Your past mistakes do not mean future incompetence:

  • You may have made a hundred mistakes, but that is part of growing up. Babies don’t walk unless they fall down a million times and cry. They get up and people clap when they do. If you keep shouting at a baby each time its bottom touches the floor, it would never walk. Mistakes are normal.
  • Good judgment comes from good experience. Good experience comes from bad experiences. Bad experiences come from making mistakes.

You are being forced to see things through a distorted filter:

  • The people around you are doing a compressed-analysis of your life like a movie trailer or sports highlights. Every life (and movie or game) has good and bad parts . The problem is, the people around you keep replaying only the bad highlights to show you are flawed. They are not wrong (yes, you may have done all those things), but their depiction of you is incomplete. So if you argue back using denial, they will simply show you proof that all these incidents did indeed happen.
  • If you have 70% good inside you and 30% bad, and I replay only the 30% bad part, I can easily make you look and feel like a low-life. So, hear what they’re saying but remember, 70% of your (good) life may have been edited out in the final cut they’re showing you about yourself.

They are trying to drain you of your energy:

  • If there are multiple people (ex: 5) fighting against you, they have to generate 1 argument per person in say, 5 minutes while you will have to generate 5 counter-arguments in your head in the same 5 minutes. This will exhaust your energy rapidly (at 5 times their rate) and put you mentally and physically under their power.

They are asking you to give them control:

  • If and when you lose all confidence in yourself, you will start relying on them to know what you should do. At this stage, it turns into gaslighting. After showing that you are unable to handle your home or work, they nudge you into giving them your life’s remote control so that they can manage your life, its direction and decisions. After all, if you are not 100% right, and they are, it is more efficient for them to manage your life.

→ **WORK ITEM A**
Translate this sentence from the passage on handling criticism into Spanish: "Good judgment comes from good experience."
→ **WORK ITEM B**
From the passage on handling criticism, pull out the stretch that begins at the words "You are being" and stops after "did indeed happen.".
→ **WORK ITEM C**
Extend the passage on handling criticism, picking up after its final sentence.

Stored items
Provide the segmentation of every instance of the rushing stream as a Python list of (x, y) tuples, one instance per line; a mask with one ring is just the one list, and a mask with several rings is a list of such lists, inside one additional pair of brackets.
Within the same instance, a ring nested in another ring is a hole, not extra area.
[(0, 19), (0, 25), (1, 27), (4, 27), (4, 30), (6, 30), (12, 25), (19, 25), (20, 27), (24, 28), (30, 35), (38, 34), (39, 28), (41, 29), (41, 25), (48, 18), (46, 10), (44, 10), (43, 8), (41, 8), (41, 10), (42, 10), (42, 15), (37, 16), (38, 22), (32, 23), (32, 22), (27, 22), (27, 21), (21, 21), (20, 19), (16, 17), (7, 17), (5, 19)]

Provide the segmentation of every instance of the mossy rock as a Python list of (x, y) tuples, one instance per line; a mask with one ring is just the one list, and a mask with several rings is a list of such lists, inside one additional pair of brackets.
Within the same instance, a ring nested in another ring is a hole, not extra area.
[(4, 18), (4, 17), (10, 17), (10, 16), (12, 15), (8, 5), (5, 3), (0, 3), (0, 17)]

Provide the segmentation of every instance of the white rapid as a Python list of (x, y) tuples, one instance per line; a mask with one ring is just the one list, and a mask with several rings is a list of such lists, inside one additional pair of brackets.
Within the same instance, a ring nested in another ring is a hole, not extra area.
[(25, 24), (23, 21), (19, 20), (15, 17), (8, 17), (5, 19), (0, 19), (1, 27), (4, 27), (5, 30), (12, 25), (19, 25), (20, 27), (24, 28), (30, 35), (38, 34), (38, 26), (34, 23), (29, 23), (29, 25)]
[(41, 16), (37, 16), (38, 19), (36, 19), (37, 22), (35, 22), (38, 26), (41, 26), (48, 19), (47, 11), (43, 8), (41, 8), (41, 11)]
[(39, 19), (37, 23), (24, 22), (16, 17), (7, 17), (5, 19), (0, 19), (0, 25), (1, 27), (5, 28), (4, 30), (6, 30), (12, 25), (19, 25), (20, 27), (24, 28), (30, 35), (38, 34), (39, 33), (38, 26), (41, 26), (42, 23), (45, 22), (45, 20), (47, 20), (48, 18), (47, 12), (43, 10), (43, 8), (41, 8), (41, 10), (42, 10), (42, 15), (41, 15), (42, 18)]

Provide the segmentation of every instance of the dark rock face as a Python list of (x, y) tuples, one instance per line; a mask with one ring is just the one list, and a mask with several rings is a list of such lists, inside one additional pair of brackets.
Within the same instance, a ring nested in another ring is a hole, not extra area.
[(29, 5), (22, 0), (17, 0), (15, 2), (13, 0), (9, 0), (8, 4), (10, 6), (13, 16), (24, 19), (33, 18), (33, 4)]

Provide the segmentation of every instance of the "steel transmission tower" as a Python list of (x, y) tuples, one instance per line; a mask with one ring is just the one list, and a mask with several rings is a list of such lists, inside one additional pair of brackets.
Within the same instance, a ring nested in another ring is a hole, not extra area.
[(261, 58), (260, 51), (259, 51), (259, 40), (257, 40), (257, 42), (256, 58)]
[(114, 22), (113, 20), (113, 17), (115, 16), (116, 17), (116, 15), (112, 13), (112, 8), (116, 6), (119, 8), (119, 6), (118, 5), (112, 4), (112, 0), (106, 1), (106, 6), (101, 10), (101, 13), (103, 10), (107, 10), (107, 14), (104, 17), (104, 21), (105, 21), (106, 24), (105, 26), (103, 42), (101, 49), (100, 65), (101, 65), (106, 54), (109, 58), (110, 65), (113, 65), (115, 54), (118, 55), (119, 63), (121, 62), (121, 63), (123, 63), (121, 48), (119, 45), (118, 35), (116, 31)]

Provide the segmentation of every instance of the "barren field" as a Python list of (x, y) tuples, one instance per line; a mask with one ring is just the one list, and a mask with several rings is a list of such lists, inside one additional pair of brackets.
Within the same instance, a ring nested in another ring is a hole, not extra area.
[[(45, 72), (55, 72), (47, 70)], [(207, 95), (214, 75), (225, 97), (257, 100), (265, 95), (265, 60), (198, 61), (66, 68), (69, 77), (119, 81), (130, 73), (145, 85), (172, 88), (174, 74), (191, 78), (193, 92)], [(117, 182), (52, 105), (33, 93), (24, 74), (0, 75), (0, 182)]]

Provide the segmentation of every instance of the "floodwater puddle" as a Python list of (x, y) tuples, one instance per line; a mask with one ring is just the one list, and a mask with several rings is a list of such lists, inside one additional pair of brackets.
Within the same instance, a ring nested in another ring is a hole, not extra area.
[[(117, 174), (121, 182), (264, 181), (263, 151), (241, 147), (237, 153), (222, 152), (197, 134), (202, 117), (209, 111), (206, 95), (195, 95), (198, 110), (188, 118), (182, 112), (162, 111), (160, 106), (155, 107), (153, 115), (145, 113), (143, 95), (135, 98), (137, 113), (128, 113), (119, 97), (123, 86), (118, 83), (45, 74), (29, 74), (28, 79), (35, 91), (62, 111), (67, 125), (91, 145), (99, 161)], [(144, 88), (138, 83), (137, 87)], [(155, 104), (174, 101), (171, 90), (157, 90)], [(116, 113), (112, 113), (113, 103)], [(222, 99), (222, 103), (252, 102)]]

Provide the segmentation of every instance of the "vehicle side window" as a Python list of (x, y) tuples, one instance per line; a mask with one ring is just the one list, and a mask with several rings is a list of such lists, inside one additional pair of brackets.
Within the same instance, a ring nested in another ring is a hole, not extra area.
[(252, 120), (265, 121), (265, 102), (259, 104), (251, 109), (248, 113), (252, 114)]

==

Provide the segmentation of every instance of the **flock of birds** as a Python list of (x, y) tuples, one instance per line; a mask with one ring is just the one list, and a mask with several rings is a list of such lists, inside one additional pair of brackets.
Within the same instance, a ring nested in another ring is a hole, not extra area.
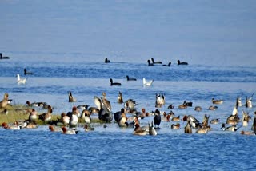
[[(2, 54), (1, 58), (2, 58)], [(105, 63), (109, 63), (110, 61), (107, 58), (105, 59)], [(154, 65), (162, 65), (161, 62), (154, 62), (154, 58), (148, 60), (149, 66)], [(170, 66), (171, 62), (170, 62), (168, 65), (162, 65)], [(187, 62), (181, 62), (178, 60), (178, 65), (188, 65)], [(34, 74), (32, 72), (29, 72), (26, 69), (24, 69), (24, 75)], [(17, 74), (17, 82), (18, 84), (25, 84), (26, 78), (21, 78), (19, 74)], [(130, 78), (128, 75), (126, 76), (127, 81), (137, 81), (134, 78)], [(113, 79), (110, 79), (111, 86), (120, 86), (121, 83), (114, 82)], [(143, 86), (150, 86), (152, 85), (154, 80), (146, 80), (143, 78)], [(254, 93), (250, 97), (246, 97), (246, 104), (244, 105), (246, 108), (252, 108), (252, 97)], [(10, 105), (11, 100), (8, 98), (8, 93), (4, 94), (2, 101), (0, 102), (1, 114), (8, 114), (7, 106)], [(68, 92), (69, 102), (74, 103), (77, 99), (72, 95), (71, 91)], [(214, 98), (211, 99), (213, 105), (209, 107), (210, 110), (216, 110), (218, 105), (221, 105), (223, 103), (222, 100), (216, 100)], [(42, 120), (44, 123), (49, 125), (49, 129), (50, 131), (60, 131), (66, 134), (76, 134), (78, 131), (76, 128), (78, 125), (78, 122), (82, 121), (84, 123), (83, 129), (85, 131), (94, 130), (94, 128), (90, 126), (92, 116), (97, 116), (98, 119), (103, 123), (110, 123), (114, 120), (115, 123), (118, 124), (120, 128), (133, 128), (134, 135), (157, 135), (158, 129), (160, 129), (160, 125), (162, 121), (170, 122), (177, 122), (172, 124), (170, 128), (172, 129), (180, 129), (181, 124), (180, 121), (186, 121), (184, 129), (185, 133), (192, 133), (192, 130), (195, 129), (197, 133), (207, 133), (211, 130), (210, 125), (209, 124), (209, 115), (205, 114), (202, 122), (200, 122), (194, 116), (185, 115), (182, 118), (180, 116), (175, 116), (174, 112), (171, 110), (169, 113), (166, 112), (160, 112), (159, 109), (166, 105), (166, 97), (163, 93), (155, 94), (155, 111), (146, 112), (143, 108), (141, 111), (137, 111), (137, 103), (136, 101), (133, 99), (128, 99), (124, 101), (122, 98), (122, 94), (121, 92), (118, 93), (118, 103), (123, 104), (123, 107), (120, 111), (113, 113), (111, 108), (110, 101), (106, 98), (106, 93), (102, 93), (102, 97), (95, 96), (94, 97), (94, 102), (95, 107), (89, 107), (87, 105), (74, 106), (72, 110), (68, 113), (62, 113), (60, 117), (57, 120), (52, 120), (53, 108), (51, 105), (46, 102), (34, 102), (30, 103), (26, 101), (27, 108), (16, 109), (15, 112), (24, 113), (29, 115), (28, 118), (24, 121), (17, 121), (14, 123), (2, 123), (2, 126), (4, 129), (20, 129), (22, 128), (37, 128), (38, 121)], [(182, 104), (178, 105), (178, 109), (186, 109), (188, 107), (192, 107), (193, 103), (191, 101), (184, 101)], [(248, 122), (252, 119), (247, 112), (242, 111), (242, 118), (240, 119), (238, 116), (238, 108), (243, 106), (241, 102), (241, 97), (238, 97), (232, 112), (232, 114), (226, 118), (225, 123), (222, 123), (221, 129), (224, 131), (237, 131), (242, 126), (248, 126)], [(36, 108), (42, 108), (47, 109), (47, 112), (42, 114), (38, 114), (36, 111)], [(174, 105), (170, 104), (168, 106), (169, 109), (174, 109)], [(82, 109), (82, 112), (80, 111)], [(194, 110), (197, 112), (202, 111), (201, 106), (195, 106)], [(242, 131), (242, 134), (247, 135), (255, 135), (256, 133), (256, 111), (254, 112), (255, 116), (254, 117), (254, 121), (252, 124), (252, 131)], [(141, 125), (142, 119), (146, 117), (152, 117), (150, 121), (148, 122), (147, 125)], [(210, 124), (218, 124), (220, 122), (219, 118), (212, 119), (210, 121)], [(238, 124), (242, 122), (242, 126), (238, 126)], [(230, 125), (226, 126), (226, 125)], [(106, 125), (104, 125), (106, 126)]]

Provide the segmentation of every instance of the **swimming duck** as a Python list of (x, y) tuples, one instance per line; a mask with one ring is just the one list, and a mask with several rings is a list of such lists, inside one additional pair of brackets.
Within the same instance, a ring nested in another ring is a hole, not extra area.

→ **RESPONSE BOX A**
El buen juicio proviene de la buena experiencia.

→ **RESPONSE BOX B**
You are being forced to see things through a distorted filter:

  • The people around you are doing a compressed-analysis of your life like a movie trailer or sports highlights. Every life (and movie or game) has good and bad parts . The problem is, the people around you keep replaying only the bad highlights to show you are flawed. They are not wrong (yes, you may have done all those things), but their depiction of you is incomplete. So if you argue back using denial, they will simply show you proof that all these incidents did indeed happen.

→ **RESPONSE BOX C**
They are right 100% of the time because they’re evaluating themselves by their values, and evaluating you (also) by their values:

  • The main intent of such behavior is to make you the defendant in a highly biased court martial. The beautiful thing is they become all three — the prosecutor (accusing you of the crime), the jury (evaluating your arguments) and lawmakers (the parliament or senate, defining what’s right or wrong). You are left alone to defend yourself, without a lawyer.

Solution:

  • Guard your self-esteem. Lock it somewhere safe inside you.
  • Remember you are the driver of your life. If you ever move to the passenger seat, others will start driving your life. Stay in the driver’s seat, even if you are very, very bad at driving.
  • Live life by your own values. Don’t allow anyone else (except the Supreme Court) to decide the laws you are subject to.
  • Lower your expectations — it is okay to be your average instead of someone else’s perfect. Average is not wrong, it is just another part of the spectrum.
  • Choose your battles wisely. Don’t let your ego get in the way. You might have to lose this battle to win the war.
  • Keep your head low, while you seek alternative options (home or work)

The above is not intended to escape self-awareness or feedback. Our deepest wounds have the potential for the greatest healing and wisdom. It is however important to differentiate between the pain caused by others’ insecurities and our own.